• _Brano_:
****************************************

E’ inutile nascondersi dietro alla retorica: questa gara-4 è stata un microcosmo di quanta differenza ci sia adesso tra Golden State e qualsiasi altra squadra della Lega, Cleveland Cavaliers inclusi.
Gli Warriors sono la rappresentazione vivente di quello che tutti, filosofeggiando, chiamiamo Basket-Del-Domani con la differenza di giocarlo, e bene, già dalla passata stagione. Il 108-97 con cui i californiani hanno portato la serie sul 3-1 è molto più di una vittoria che mette (quasi) in archivio il secondo anello consecutivo ― nessuna squadra ha mai rimontato nelle Finals in queste condizioni di punteggio (32-0). E’ un manifesto della loro superiorità.
I Cavs, dopo aver messo tutto in campo in gara-3 ed essersi battuti per due quarti e mezzo, hanno finito col cedere all’onnipotenza futurista che questa macchina-perfetta riesce ad imprimere contro ogni squadra, quintetto, avversità tattiche o psicologiche. Sicuramente Cleveland non è esente da colpe, nonostante un primo tempo convincente e combattuto ma nel quale si iniziava ad intravedere l’inizio dell’inevitabile cedimento avvenuto nella ripresa.
Love è tornato a disposizione, ma parte dalla panchina. L’idea del coaching staff di Cleveland è di proseguire con la versatilità di Richard Jefferson, in un ruolo da venerabile maestro atto a lubrificare i nuovi movimenti derivanti dagli aggiustamenti necessari per restare in panchina. Golden State inizia ancora una volta con poca intensità, specialmente nella metà campo difensiva e i Cavs continuano il copione di due giorni prima: attaccare il numero 30.
Steve Kerr ha gettato la maschera molto presto, togliendo Bogut per Iguodala dopo appena quattro minuti e mostrando le vere intenzioni tattiche dei Warriors: tanto Death Lineup, correre ed aprire il campo. Il flusso generato dall’attacco dei giallo-blu è contagioso e tutti e cinque i giocatori si muovono, tagliano, si aprono e chiudono con sincronismi perfetti. Ma i Cavs sono bravi a rimandare indietro i colpi subiti, colpendo l’unico (forse) punto debole di giocare con un quintetto così piccolo: i rimbalzi offensivi. Nel primo quarto Cleveland segna 13 punti da seconda opportunità e i Cavs catturano 14 dei loro 16 rimbalzi offensivi nella prima frazione di gioco, complice un Tristan Thompson scatenato. Gli Warriors continuano imperterriti e Kerr arrivare a scongelare persino McAdoo pur di mantenere inalterato il piano-partita.

****************************************

• _Sfida 1_: Restituisci tutte le righe delle voci in cui compare la stringa "shirtless".

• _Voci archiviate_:

****************************************

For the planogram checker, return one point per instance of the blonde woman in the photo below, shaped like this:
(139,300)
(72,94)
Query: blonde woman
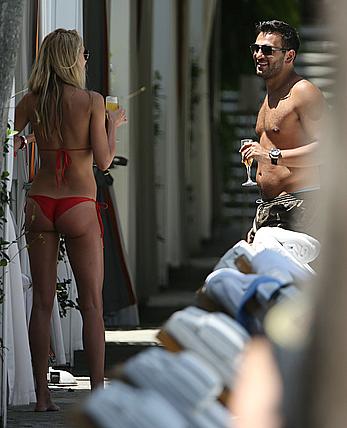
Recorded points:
(69,126)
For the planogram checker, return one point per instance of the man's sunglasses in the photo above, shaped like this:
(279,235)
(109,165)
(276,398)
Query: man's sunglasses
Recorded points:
(266,49)
(86,54)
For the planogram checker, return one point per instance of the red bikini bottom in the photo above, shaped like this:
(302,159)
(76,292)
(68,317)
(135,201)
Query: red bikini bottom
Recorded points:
(53,208)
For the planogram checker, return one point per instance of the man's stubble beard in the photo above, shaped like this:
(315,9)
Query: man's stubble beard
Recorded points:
(272,70)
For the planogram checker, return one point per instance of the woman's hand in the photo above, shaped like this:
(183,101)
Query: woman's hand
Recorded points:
(118,117)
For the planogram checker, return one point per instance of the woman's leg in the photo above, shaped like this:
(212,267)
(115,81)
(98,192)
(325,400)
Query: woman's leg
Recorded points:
(85,250)
(43,251)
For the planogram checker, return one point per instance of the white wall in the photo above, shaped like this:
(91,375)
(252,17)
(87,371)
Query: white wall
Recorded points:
(167,168)
(119,46)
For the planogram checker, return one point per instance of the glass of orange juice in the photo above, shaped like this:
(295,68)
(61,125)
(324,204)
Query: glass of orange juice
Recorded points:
(112,103)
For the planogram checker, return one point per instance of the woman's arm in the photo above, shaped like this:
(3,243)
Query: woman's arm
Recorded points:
(21,119)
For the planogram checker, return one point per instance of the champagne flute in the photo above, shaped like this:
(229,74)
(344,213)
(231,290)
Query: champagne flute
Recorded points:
(248,164)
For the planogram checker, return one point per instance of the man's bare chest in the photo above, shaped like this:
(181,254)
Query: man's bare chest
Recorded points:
(278,119)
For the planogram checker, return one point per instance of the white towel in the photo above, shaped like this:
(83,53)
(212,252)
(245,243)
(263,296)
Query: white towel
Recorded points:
(184,378)
(215,337)
(120,405)
(242,248)
(227,286)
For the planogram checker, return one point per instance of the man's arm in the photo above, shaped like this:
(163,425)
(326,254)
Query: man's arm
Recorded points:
(311,110)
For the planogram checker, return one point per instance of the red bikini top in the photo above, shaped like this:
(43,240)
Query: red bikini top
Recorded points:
(62,161)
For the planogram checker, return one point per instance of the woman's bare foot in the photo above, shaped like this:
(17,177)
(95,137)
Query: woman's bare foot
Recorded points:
(44,403)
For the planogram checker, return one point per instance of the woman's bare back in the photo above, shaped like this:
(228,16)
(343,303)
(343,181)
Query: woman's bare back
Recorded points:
(65,166)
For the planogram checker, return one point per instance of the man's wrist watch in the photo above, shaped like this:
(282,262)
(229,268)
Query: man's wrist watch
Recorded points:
(274,155)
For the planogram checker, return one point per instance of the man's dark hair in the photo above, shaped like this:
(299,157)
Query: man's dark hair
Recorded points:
(290,36)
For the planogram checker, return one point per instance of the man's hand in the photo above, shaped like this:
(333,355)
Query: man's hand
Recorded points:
(255,151)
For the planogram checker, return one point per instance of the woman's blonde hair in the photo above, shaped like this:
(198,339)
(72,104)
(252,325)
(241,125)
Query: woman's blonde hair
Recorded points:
(57,63)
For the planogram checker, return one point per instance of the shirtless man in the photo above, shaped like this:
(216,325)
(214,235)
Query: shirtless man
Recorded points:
(288,126)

****************************************

• _Sfida 2_: Secondo il brano su gara-4, con quale punteggio Golden State ha portato la serie sul 3-1?

• _Risultato esercizio 1_:
For the planogram checker, return one point per instance of the shirtless man in the photo above, shaped like this:
Query: shirtless man

• _Risultato esercizio 2_: Con il punteggio di 108-97.